__Problem description__. Begin at the line that contains "Where can you spot the autumn" and reproduce it along with every line after it to the end of the listing; skip any pictures.

__Raw data__.
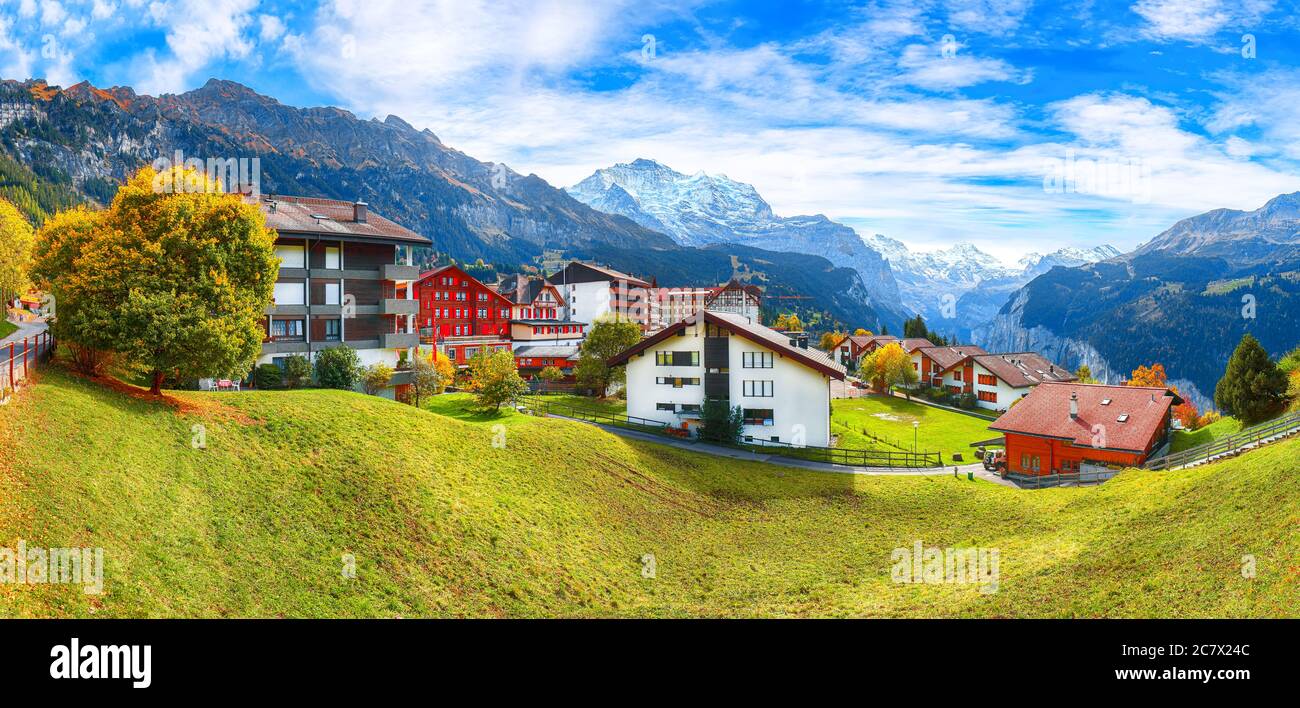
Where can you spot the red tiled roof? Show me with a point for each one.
(1045, 413)
(758, 334)
(947, 357)
(299, 214)
(1021, 369)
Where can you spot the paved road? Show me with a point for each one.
(25, 330)
(694, 446)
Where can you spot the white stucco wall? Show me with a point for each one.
(800, 402)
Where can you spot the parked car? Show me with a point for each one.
(995, 460)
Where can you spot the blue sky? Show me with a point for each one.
(931, 122)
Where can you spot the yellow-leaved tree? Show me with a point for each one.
(16, 242)
(174, 282)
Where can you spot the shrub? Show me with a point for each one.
(376, 378)
(298, 370)
(338, 368)
(268, 376)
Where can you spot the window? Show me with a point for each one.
(676, 359)
(758, 416)
(676, 382)
(290, 294)
(291, 255)
(286, 329)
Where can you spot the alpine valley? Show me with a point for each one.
(59, 147)
(1182, 299)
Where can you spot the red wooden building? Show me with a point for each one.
(462, 316)
(1060, 426)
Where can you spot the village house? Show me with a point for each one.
(781, 386)
(346, 277)
(1061, 428)
(945, 366)
(674, 304)
(1001, 378)
(593, 291)
(540, 330)
(460, 316)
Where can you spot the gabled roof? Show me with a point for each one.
(1021, 369)
(460, 273)
(523, 290)
(330, 217)
(593, 273)
(741, 326)
(1045, 413)
(947, 357)
(914, 343)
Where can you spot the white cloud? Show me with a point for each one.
(1199, 20)
(272, 27)
(928, 68)
(198, 33)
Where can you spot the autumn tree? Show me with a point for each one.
(174, 282)
(16, 243)
(427, 379)
(606, 339)
(494, 379)
(888, 366)
(788, 321)
(549, 376)
(1148, 376)
(1252, 387)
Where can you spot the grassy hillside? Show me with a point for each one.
(891, 418)
(557, 520)
(1221, 428)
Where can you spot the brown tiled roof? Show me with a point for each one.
(947, 357)
(758, 334)
(1045, 413)
(1021, 369)
(299, 214)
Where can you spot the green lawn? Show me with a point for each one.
(891, 418)
(449, 516)
(1221, 428)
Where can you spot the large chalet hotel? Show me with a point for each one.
(346, 277)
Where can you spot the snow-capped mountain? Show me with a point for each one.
(703, 209)
(961, 287)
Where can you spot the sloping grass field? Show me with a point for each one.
(454, 517)
(885, 422)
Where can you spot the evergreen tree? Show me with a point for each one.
(1253, 387)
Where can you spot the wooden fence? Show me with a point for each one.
(1259, 434)
(20, 359)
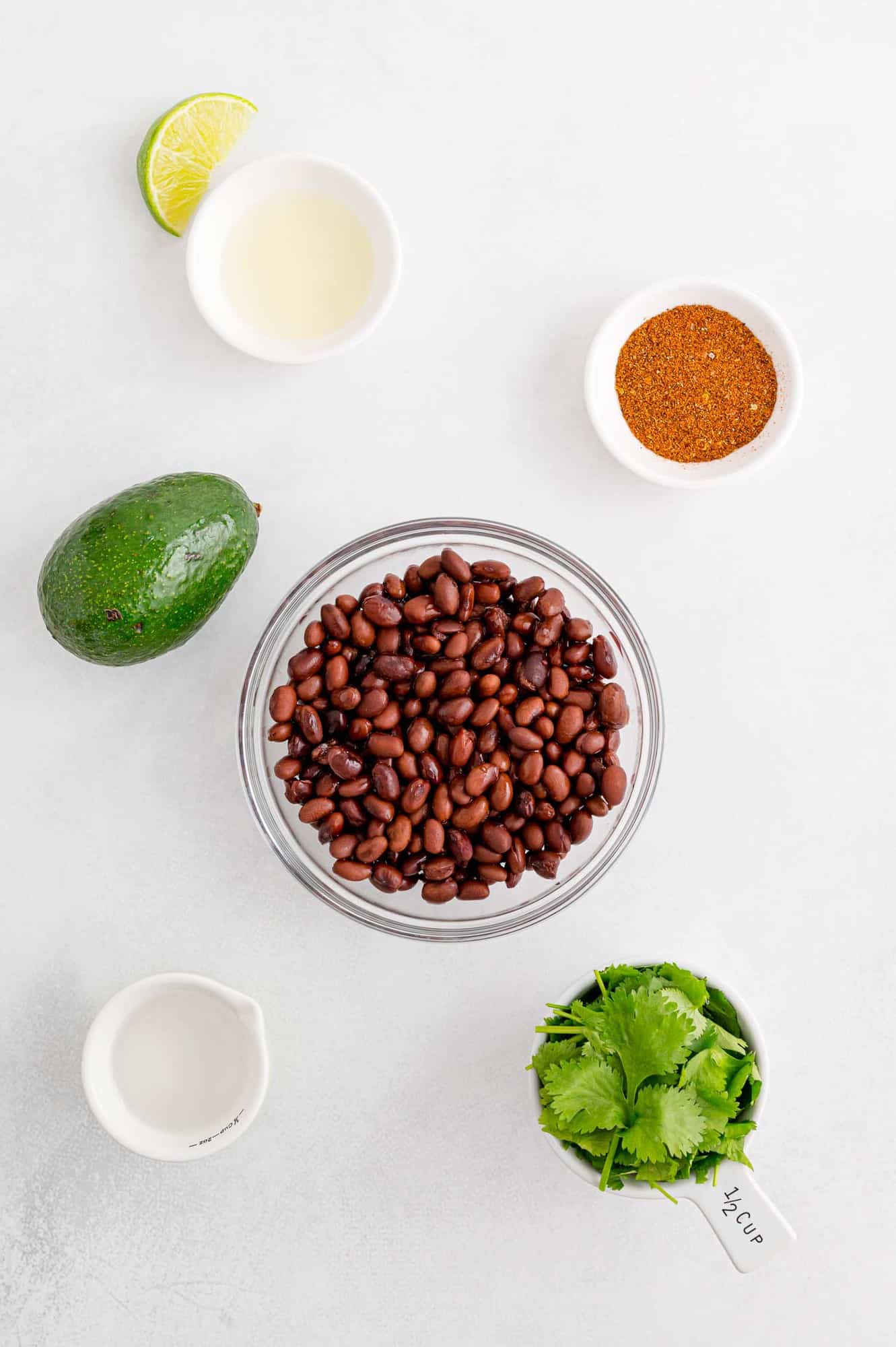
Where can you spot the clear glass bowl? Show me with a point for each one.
(369, 560)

__Correct result__.
Where can you spot the autumn tree? Show me with a point for each one.
(174, 282)
(16, 243)
(427, 379)
(606, 339)
(494, 379)
(888, 366)
(788, 321)
(549, 376)
(1148, 376)
(1252, 387)
Where can you spot the grassy hillside? Show me with a point for each one.
(891, 418)
(557, 520)
(1221, 428)
Where can you spot the brown tiled roof? Show me with a point for each one.
(947, 357)
(758, 334)
(1045, 413)
(1021, 369)
(299, 214)
Where can you spot the green lawn? Show me with a point for each one.
(891, 418)
(449, 516)
(1221, 428)
Where can you spot the large chalet hotel? Show me with a point for each one.
(346, 277)
Where can you spot the snow-capped mountain? Show me with a point for each one.
(703, 209)
(961, 287)
Where can you spot the sloping grass field? Show me with a point for each one.
(454, 517)
(885, 422)
Where can you spot the evergreen tree? Show me with a point for each one.
(1253, 387)
Where can you spot the wooden fence? Show me with a point for each one.
(1259, 434)
(20, 359)
Where can you spot the clear glass bowl? Show me with a point for each one.
(369, 560)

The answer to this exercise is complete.